● **What you need to do**
The lines to extract start at the one containing "label the wooden siding, a" and end with the last line; give them exactly and nothing more.

● **Rows**
= = = =

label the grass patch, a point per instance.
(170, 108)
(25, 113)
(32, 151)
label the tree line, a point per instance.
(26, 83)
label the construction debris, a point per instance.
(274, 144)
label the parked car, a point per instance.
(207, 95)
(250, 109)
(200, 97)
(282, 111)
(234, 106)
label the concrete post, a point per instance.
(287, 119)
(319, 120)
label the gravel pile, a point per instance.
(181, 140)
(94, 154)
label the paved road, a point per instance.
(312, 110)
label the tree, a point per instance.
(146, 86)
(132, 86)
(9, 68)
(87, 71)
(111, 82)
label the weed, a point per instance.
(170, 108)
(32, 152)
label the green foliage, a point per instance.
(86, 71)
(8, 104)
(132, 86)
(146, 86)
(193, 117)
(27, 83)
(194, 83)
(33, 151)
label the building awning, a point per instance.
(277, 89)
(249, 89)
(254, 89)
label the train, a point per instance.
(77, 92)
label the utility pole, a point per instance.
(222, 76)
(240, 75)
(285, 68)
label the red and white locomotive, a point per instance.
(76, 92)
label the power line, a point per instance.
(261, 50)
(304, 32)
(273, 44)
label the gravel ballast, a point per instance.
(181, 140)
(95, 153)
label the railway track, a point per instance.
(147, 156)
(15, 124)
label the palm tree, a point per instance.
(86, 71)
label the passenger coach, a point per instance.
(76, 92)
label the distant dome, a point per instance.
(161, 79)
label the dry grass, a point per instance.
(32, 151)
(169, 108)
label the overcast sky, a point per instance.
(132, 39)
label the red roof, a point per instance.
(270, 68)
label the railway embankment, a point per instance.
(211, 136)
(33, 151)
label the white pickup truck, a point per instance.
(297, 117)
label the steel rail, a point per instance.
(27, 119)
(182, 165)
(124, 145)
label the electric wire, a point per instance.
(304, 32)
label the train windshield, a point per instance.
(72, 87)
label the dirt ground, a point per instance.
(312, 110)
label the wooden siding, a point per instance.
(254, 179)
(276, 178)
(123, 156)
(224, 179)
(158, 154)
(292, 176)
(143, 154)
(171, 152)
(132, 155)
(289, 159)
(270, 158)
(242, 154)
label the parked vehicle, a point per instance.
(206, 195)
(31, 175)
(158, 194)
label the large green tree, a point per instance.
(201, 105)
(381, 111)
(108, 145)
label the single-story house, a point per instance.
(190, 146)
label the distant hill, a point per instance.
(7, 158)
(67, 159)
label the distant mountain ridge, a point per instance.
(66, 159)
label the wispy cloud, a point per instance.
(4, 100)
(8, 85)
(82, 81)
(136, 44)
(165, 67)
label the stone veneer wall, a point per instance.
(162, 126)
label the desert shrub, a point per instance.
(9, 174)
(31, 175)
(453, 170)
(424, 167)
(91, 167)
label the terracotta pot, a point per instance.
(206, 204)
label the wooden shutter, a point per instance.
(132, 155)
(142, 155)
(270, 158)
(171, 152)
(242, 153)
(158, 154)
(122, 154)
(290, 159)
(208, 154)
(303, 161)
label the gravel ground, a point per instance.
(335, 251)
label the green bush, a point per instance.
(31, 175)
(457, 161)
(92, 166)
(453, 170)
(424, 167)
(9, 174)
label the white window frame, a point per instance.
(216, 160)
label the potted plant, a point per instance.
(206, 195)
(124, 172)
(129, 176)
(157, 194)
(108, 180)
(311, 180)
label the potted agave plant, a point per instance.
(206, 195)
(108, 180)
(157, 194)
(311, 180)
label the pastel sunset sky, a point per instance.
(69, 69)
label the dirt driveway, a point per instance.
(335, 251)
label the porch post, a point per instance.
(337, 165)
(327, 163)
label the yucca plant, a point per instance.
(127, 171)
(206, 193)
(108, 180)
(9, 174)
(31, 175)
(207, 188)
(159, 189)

= = = =

● **Answer**
label the wooden siding, a point per instance.
(254, 179)
(276, 178)
(123, 156)
(224, 179)
(158, 154)
(292, 176)
(143, 154)
(171, 152)
(132, 155)
(289, 159)
(270, 158)
(242, 154)
label the parked vehicle, a point per instance.
(206, 195)
(31, 175)
(158, 194)
label the large green tree, a point per instance.
(201, 105)
(381, 111)
(108, 145)
label the single-story house, a point per instance.
(190, 146)
label the distant hill, a point per instance.
(7, 158)
(67, 159)
label the distant mountain ridge, a point per instance.
(66, 159)
label the wispy cloud, a point per instance.
(4, 100)
(8, 85)
(82, 81)
(136, 44)
(165, 67)
label the stone veneer wall, a point per instance.
(162, 126)
label the desert shrub, a point per instance.
(9, 174)
(31, 175)
(453, 170)
(424, 167)
(91, 167)
label the terracotta pot, a point per instance.
(206, 204)
label the wooden shutter, a point per instance.
(132, 155)
(142, 155)
(270, 158)
(171, 152)
(242, 153)
(158, 154)
(122, 154)
(290, 159)
(208, 154)
(303, 161)
label the gravel ground, a point per instance.
(335, 251)
label the green bush, a point per instance.
(31, 175)
(457, 161)
(92, 166)
(453, 170)
(424, 167)
(9, 174)
label the white window frame, a point per instance.
(216, 160)
label the potted plant, a point per instance.
(206, 195)
(124, 172)
(129, 176)
(157, 194)
(108, 180)
(311, 180)
label the potted agave plant, a point per instance.
(206, 195)
(108, 180)
(157, 194)
(311, 180)
label the pastel sunset sky, a point per instance.
(69, 69)
label the dirt driveway, a point per instance.
(335, 251)
label the porch post, a point per instance.
(337, 165)
(327, 163)
label the yucca plant, a point per instance.
(127, 171)
(206, 193)
(108, 180)
(9, 174)
(31, 175)
(207, 188)
(159, 189)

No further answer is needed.